Please swap "Reply" for "Respond" in the stretch of material from the line containing "Find the landscaping bed in this photo." through the line containing "[237, 147, 254, 160]", and give back only those lines with everything else unchanged.
══════════════════════════════
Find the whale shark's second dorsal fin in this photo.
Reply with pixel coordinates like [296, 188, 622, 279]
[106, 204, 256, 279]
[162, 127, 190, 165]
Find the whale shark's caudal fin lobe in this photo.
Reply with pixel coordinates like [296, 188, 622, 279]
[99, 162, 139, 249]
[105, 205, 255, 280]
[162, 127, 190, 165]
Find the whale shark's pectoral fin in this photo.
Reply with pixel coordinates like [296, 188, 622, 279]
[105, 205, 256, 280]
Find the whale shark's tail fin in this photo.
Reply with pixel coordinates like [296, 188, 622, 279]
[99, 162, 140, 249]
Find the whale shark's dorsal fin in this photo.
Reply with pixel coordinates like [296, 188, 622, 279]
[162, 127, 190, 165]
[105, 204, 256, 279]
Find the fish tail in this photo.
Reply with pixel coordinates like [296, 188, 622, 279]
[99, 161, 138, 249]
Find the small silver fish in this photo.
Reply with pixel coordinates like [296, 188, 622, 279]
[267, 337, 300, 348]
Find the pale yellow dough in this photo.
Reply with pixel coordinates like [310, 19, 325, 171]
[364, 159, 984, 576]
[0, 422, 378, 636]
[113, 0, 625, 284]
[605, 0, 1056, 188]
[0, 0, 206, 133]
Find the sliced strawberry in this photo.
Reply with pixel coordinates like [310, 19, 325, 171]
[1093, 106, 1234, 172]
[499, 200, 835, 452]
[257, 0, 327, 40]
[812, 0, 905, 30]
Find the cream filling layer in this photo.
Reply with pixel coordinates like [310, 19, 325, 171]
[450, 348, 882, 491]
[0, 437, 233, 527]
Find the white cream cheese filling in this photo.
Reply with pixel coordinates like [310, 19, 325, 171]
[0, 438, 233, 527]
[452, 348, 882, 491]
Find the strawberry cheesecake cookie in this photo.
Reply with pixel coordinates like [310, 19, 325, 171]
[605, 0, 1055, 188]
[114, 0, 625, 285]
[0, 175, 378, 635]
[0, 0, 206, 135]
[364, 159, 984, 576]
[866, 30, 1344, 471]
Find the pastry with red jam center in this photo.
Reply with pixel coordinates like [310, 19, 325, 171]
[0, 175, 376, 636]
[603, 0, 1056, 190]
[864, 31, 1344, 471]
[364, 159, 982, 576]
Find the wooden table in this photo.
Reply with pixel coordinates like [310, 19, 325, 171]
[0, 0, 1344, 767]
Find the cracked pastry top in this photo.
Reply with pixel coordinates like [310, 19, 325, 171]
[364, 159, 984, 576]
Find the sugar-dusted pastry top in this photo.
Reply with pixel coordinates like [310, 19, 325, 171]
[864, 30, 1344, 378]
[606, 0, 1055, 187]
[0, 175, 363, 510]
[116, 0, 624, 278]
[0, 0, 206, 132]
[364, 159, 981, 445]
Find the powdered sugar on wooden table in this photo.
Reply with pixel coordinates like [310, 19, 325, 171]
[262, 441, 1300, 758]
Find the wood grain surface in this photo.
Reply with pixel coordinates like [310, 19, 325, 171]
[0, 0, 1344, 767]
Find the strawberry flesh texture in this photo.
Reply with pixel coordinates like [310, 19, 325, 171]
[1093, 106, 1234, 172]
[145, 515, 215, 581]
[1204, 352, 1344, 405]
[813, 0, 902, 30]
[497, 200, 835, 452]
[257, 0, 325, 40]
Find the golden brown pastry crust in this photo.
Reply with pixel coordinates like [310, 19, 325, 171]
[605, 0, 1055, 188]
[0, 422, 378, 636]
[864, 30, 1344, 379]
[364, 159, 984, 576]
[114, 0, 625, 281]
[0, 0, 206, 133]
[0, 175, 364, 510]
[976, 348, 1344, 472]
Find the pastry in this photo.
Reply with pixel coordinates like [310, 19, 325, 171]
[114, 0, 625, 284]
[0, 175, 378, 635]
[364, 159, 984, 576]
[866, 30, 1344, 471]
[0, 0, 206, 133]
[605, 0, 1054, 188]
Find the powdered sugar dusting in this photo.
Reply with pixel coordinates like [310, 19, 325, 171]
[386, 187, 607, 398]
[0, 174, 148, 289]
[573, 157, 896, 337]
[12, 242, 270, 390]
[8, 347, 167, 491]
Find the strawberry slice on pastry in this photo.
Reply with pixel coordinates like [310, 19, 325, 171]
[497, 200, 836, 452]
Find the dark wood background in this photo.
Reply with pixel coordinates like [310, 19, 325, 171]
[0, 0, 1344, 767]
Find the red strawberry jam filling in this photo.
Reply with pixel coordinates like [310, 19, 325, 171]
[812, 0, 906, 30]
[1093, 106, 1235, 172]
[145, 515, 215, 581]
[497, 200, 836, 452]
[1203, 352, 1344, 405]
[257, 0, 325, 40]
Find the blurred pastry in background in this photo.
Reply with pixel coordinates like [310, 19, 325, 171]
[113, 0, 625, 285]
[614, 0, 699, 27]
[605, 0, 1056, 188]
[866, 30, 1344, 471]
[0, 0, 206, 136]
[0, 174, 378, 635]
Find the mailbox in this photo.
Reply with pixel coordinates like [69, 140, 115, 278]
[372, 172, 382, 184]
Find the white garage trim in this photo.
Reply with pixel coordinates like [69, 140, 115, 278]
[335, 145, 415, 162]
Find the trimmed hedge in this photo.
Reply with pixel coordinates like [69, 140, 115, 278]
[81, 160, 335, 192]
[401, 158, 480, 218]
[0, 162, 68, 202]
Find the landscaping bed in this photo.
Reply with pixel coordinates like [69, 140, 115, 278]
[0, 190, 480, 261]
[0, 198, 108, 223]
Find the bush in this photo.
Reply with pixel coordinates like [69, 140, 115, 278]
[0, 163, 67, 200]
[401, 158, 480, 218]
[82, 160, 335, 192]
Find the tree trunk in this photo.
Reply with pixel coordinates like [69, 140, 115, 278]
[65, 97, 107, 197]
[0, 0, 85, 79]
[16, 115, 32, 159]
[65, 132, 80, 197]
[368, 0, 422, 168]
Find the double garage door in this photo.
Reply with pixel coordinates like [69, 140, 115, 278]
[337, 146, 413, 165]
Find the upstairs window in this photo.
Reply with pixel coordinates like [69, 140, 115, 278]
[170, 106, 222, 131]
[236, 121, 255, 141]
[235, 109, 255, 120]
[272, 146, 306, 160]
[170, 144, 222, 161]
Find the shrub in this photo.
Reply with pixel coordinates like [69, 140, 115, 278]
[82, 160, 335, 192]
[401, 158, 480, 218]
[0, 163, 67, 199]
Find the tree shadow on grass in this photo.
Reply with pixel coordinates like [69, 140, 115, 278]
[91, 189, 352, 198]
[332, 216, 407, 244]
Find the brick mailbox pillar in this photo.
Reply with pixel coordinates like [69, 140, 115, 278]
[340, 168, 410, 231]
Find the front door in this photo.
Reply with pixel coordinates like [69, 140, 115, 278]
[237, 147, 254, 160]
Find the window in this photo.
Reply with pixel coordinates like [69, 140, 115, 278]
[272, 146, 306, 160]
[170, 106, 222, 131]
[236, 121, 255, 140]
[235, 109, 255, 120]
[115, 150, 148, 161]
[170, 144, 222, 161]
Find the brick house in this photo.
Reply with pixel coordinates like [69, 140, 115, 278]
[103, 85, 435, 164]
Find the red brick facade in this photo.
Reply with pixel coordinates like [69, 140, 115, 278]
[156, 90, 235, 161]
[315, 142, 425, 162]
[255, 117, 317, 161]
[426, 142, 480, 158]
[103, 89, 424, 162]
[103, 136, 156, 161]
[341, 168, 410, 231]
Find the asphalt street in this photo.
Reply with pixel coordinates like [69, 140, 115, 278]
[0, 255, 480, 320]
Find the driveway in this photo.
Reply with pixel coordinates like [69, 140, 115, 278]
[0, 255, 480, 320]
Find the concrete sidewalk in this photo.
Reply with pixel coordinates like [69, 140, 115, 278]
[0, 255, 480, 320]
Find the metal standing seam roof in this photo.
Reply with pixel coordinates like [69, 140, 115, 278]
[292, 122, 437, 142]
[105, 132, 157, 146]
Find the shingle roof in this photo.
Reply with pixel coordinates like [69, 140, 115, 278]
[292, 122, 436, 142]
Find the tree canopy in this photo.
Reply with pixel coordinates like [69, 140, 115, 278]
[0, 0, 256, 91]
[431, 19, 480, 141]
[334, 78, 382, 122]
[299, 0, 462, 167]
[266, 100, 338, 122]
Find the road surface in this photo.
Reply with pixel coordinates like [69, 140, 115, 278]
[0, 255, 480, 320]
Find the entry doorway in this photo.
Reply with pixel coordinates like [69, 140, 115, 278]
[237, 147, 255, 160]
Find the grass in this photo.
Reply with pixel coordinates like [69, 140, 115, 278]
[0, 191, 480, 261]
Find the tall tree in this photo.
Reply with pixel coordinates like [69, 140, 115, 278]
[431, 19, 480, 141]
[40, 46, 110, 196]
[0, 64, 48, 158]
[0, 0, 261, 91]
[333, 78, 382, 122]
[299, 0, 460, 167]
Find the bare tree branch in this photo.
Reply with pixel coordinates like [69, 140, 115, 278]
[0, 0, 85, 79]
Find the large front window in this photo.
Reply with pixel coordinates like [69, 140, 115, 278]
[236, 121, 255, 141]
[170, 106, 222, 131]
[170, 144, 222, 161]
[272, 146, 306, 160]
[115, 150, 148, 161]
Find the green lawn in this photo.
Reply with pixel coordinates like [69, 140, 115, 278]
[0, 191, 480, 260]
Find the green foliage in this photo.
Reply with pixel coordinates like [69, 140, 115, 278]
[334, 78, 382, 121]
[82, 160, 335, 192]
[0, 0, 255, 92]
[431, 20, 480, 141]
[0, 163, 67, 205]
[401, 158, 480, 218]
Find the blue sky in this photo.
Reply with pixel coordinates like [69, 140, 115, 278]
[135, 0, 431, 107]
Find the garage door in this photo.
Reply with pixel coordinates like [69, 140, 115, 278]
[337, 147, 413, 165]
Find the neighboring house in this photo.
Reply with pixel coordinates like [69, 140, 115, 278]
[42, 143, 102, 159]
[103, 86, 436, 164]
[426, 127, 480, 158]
══════════════════════════════
» **Exercise response**
Find the landscaping bed in this photo.
Respond with pixel coordinates like [69, 140, 115, 278]
[0, 190, 480, 261]
[0, 198, 108, 223]
Find the bush in this photo.
Respond with pixel coordinates like [69, 140, 115, 278]
[0, 163, 67, 200]
[401, 158, 480, 218]
[82, 160, 335, 192]
Find the tree trunk in this photo.
Respond with pixel coordinates like [69, 140, 115, 278]
[65, 97, 107, 197]
[0, 0, 85, 79]
[16, 115, 32, 159]
[65, 132, 80, 197]
[368, 0, 422, 168]
Find the double garage door in this photo.
Respond with pixel coordinates like [69, 140, 115, 278]
[337, 146, 413, 165]
Find the upstairs window in this photo.
Respond with pixel coordinates like [69, 140, 115, 278]
[170, 106, 222, 131]
[236, 121, 255, 141]
[235, 109, 255, 120]
[272, 146, 306, 160]
[170, 144, 222, 161]
Find the shrub in this photo.
Respond with pixel coordinates like [69, 140, 115, 278]
[82, 160, 335, 192]
[401, 158, 480, 218]
[0, 163, 67, 199]
Find the tree shadow on grass in this photo.
Respond with pixel coordinates like [69, 140, 115, 278]
[91, 189, 352, 198]
[332, 216, 407, 244]
Find the brick mailbox pillar in this photo.
Respond with pixel coordinates like [69, 140, 115, 278]
[340, 168, 410, 231]
Find the front door in this photo.
Respond with pixel coordinates like [69, 140, 115, 278]
[237, 147, 254, 160]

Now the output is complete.